▶ **What you need to do**:
a) Reproduce the DeepSeek-R1 training passage from "Group Relative Policy Optimization (GRPO) is" up to and including "models on helpfulness.".
b) In the DeepSeek-R1 training passage, what does GRPO remove the need for that traditional PPO uses?
c) List every GRPO step that the DeepSeek-R1 training passage names.

▶ **Given passage**:
=======

Bite: How Deepseek R1 was trained

January 17, 20254 minute read

DeepSeek AI released DeepSeek-R1, an open model that rivals OpenAI's o1 in complex reasoning tasks, introduced using Group Relative Policy Optimization (GRPO) and RL-focused multi-stage training approach.

Understanding Group Relative Policy Optimization (GRPO)

Group Relative Policy Optimization (GRPO) is a reinforcement learning algorithm to improve the reasoning capabilities of LLMs. It was introduced in the DeepSeekMath paper in the context of mathematical reasoning. GRPO modifies the traditional Proximal Policy Optimization (PPO) by eliminating the need for a value function model. Instead, it estimates baselines from group scores, reducing memory usage and computational overhead. GRPO, now also used by the Qwen team, can be used with rule/binary-based Rewards as well as General Reward Models to improve models on helpfulness.

Sampling: Generate multiple outputs for each prompt using the current policy
Reward Scoring: Each generation is scored using a reward function, could be (rule-based or outcome-based)
Advantage Calculation: The average reward of the generated outputs is used as a baseline. The advantage of each solution within the group is then computed relative to this baseline. The reward is normalized within a group.

=======

▶ **Dataset extract**:
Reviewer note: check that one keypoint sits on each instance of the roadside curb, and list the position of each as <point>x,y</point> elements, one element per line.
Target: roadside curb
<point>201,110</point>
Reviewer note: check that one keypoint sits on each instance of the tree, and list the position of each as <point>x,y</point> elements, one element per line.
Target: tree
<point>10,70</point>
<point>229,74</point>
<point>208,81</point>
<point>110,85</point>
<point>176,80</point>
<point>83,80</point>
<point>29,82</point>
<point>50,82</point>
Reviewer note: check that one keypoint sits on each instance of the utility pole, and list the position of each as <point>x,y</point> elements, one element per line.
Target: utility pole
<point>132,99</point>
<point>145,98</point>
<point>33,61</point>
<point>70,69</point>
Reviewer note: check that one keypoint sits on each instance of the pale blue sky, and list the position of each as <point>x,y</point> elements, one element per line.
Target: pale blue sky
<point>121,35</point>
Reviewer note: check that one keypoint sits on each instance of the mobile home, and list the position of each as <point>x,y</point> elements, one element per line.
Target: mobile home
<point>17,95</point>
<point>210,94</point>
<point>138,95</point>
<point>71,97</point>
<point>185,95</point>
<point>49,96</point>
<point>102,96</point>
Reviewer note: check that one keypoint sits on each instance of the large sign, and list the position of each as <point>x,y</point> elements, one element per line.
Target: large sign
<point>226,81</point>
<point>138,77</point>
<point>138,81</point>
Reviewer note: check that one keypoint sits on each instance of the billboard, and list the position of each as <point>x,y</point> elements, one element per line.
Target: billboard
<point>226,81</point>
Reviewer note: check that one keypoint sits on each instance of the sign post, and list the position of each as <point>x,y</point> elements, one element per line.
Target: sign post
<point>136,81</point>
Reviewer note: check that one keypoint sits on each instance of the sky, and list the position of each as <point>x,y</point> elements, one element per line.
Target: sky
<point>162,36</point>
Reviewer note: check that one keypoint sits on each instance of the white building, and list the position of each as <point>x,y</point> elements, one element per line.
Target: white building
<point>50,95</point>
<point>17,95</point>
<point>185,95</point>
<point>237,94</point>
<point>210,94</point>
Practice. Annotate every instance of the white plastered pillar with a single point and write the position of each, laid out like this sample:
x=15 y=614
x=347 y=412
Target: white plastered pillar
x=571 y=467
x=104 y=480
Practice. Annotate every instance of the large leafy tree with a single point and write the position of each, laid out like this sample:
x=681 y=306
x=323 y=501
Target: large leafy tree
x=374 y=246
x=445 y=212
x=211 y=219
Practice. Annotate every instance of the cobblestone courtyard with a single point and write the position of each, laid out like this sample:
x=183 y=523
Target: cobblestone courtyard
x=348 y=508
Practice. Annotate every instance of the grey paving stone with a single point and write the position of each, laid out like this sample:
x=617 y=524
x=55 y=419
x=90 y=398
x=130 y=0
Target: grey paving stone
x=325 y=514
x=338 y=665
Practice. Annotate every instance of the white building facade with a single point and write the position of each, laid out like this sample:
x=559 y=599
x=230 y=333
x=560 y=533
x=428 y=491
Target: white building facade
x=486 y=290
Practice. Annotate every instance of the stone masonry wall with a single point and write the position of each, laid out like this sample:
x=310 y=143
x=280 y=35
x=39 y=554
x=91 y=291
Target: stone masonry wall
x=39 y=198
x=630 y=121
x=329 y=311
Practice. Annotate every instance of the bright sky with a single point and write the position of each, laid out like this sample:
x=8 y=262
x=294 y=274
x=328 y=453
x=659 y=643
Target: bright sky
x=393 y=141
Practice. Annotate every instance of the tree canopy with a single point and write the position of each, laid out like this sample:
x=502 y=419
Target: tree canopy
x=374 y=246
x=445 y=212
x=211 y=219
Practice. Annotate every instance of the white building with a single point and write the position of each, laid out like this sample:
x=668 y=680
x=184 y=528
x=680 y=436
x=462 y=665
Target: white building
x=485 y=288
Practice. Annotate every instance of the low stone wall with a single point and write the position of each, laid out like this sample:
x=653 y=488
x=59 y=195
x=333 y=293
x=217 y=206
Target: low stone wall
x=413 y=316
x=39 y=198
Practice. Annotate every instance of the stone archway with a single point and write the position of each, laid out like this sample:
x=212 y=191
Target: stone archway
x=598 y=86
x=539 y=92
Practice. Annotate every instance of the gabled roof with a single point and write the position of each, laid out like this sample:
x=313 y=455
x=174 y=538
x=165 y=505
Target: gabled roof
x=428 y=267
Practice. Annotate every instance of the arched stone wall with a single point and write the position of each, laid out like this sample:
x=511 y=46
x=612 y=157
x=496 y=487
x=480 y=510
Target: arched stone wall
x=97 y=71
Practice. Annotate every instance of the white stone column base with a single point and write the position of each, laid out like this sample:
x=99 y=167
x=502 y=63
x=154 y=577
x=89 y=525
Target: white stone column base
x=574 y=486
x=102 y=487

=======

▶ **Results for the exercise**:
a)
Group Relative Policy Optimization (GRPO) is a reinforcement learning algorithm to improve the reasoning capabilities of LLMs. It was introduced in the DeepSeekMath paper in the context of mathematical reasoning. GRPO modifies the traditional Proximal Policy Optimization (PPO) by eliminating the need for a value function model. Instead, it estimates baselines from group scores, reducing memory usage and computational overhead. GRPO, now also used by the Qwen team, can be used with rule/binary-based Rewards as well as General Reward Models to improve models on helpfulness.

b) A value function model.

c) Sampling, Reward Scoring, Advantage Calculation